It’s time to talk about this. I’ve been thinking of writing another little booklet for other writers on the lessons I’ve learned about self-publishing – more of a memoir, really. During that thought process, it just came to me that I have literally done everything wrong. Let me explain:
- When I became convinced I should self-publish, I rushed through it so fast that I didn’t have ANYONE edit or proof-read my book. After all, I had edited it several times and proofed it 6, count ‘em, 6 times. Let me just say – only a fool relies on their own editing! That was me. Why would I do that? It’s very simple. I was so afraid that someone would criticize or offer suggestions on the story itself and I would then be paralyzed and NEVER, EVER publish it myself.
- I had 40 copies of Red Mojo Mama printed and began selling them to friends and family before my sister Julie was kind enough to tell me what a mess I had produced. I ended up labeling the remainders with PROOF COPY and giving them away.
- I published Red Mojo Mama in paperback first. At the time, I didn’t have a Kindle, nor did I have a marketing plan. I really had no idea what I was doing. I sold a few paperbacks online and then, of course, sales petered out. I sat around wondering what to do next for a couple of months until a friend suggested, very strongly, that I buy myself a Kindle. I did and the minute I pushed the order button an email from Amazon arrived advertising John Locke’s new book How I Sold a Million eBooks in 5 Months! I ordered it as soon as I unpacked my Kindle, read it in one sitting and knew I had to epublish. The excitement was almost unbearable.
- I uploaded the revised Red Mojo Mama as an eBook a few days later. Here’s the thing. Revised meant that two of my sisters and my mother proofed it for me. (Until just a few days ago, that’s the copy I’ve been selling – one that was full of errors)
- I ordered the e-version of Red Mojo Mama, read the first few pages on my Kindle and it looked fine. I had run into bad formatting in another book I’d read, but the formatting problems had begun on page 1 so I didn’t think to look any further in Red Mojo Mama. Unfortunately, my book remained full of errors and contained bad formatting for much too much longer.
- Along comes my dear friend Dannie C. Hill, who reads the book, loves the story and has the gumption to tell me my formatting is screwed up. He even volunteered to help me out with the problems. I will love him forever for both kindnesses.
- I uploaded Dannie’s corrected copy – and still didn’t look at it to make sure it was okay. At the time, I didn’t know we can preview our uploads before finalizing them. On KDP, once you push upload, the instructions urge you to go to the next step while you’re waiting for the upload to complete. Silly me – I did just that, never knowing that after the upload was completed this preview option came up. It took another kind stranger, who responded to a blog post I wrote (ironically about double checking our work before publishing) to point out this feature.
- Finally, I gave away over 12,000 of Red Mojo Mama recently that STILL had the errors and bad formatting. Two wonderful women took the time to write me emails and tell me that although they loved the story, the errors and bad formatting got in the way of their enjoyment. I will always be grateful to them as well. I recently had a very good proofer revise Red Mojo Mama, and happily, she’s now pretty as a picture. I checked!
- Along the way, I have learned to make my own covers. I did purchase one and the response to it has been less favorable than to the ones I’ve created on my own.

▶ **EXTRACTED ENTRIES**:
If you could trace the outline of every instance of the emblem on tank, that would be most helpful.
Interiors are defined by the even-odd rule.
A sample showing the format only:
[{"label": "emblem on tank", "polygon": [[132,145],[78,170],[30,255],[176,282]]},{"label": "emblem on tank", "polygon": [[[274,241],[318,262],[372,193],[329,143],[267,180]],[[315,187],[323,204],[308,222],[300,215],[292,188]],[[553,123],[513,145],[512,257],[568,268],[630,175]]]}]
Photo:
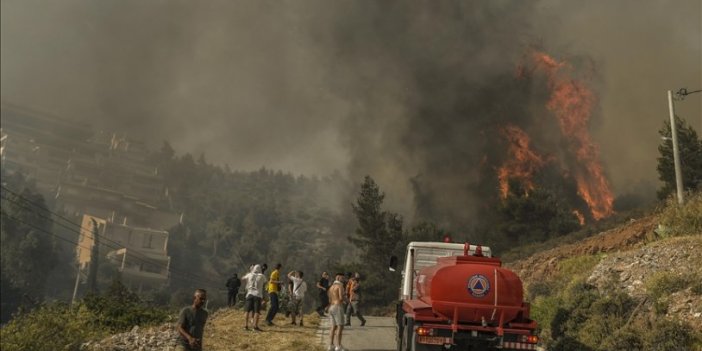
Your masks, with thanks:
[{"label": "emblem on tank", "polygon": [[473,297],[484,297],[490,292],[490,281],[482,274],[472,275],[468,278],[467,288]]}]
==
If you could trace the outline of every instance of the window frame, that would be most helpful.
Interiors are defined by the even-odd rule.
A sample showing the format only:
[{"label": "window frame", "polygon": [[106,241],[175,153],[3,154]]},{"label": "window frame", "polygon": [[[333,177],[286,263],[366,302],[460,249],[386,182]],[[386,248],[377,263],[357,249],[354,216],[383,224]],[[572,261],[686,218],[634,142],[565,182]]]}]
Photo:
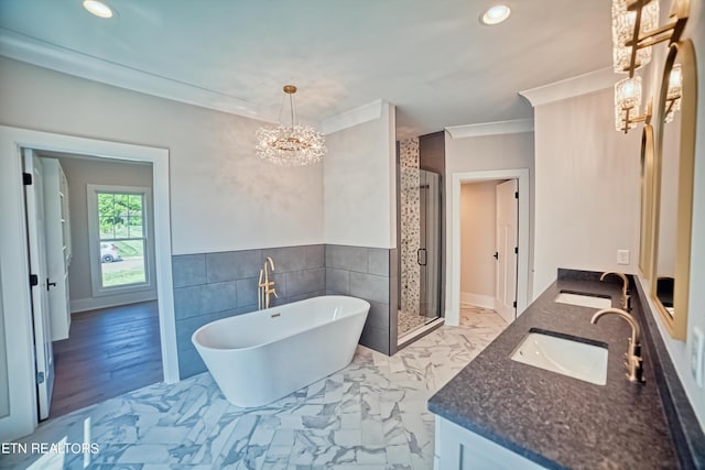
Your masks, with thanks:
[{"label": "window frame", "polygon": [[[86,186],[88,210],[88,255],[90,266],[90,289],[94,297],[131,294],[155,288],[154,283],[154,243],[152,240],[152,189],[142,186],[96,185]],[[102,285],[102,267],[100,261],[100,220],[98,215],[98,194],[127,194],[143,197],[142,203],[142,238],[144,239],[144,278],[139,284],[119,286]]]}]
---
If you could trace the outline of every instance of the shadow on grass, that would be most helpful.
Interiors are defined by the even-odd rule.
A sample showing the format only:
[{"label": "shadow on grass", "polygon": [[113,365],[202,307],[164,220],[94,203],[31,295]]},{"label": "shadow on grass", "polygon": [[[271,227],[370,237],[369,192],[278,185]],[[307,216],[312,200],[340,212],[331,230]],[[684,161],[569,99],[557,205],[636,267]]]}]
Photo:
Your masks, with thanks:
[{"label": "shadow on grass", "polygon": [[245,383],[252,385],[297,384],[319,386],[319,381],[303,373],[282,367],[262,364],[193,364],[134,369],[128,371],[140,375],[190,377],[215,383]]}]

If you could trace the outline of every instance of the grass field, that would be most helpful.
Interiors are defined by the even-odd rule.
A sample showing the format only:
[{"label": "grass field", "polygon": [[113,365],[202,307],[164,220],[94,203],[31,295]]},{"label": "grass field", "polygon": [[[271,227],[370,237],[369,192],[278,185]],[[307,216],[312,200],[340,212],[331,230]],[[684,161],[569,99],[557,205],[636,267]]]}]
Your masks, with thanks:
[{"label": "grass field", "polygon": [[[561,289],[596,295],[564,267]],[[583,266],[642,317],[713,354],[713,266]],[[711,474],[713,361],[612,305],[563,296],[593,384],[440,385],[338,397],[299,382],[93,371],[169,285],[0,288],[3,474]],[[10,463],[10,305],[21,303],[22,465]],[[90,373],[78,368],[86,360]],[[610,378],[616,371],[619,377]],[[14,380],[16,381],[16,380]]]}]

▶ **TASK LIST**:
A. Summarize the self-publishing post in two sentences.
B. For each statement, answer yes or no according to the self-publishing post, and quote the words from the post that decide it.
(i) The writer had 40 copies of Red Mojo Mama printed.
(ii) The writer published Red Mojo Mama as an eBook before the paperback.
(iii) The cover the writer purchased got a better response than the covers the writer made.
C. Extend the self-publishing post, picking up right after its final sentence about covers.

▶ **EXPECTED RESULTS**:
A. Out of fear that criticism would stop them from publishing, the writer self-published Red Mojo Mama without outside editing and released paperback and eBook versions full of errors and bad formatting. Family, friends, a stranger and readers pointed out the problems, a good proofer has since revised the book, and along the way the writer has learned to make covers.

B.
(i) Yes: "I had 40 copies of Red Mojo Mama printed"
(ii) No: "I published Red Mojo Mama in paperback first."
(iii) No: "the response to it has been less favorable than to the ones I’ve created on my own."

C.
- When I started on Twitter, I knew absolutely nothing about it or how to interact with others and even less about how to market my book. Frankly, I’m still learning the marketing part on a daily basis, but again I had help with the Twitter etiquette. Rachel Thompson, @RachelintheOC, sent me a very sweet direct message and told me that I shouldn’t put the link to my book at the end of every tweet. I had begun following someone who looked very experienced who put the link at the end of each of his tweets, whether they had anything to do with his book or not, so I had just followed along. She was a lifesaver. Who knows how long it would have taken me to pick up on that one? I also got a lot of information from Rachel’s free social media webinar.
Here’s the good news: 1) I had so much kind help along the way and 2) except for the lack of editing and proofing early on, I wouldn’t have done anything differently. I would still advise people who are like me, who learn by doing, to just jump in.
There are others out there who learn by reading up on a subject and approach things very carefully. I’ve never been that way. I don’t read instructions unless I need to do something specific, because quite honestly it doesn’t translate for me unless I’m in the midst of doing it. And even then, I’m bound to get stuff wrong. That’s just how it is for me.
Am I embarrassed by my mistakes? Yes, but they don’t keep me up at night. At least I did it. I jumped in and now I’m proud to say I have six books online and I’ve learned how to do most of it fairly well. While I fervently wish my product had been a little better in the beginning, I’m happy to be able to say I’m an author and I’m really happy with what I’ve published now. Does it get better than that? Wishing for perfection is a waste of time and paralyzing.
What I lacked for many years was encouragement and finally received it in my mid-thirties from the wonderful man I married, my late husband Pete. Because of that support I began writing screenplays and was even able to get an agent. It gave me my start. So, for the past decade or so, I’ve made it my mission to encourage other writers and writer wannabes. This post has been a part of doing that. I hope by freely admitting my mistakes, someone out there will jump in or keep going in the face of a failure.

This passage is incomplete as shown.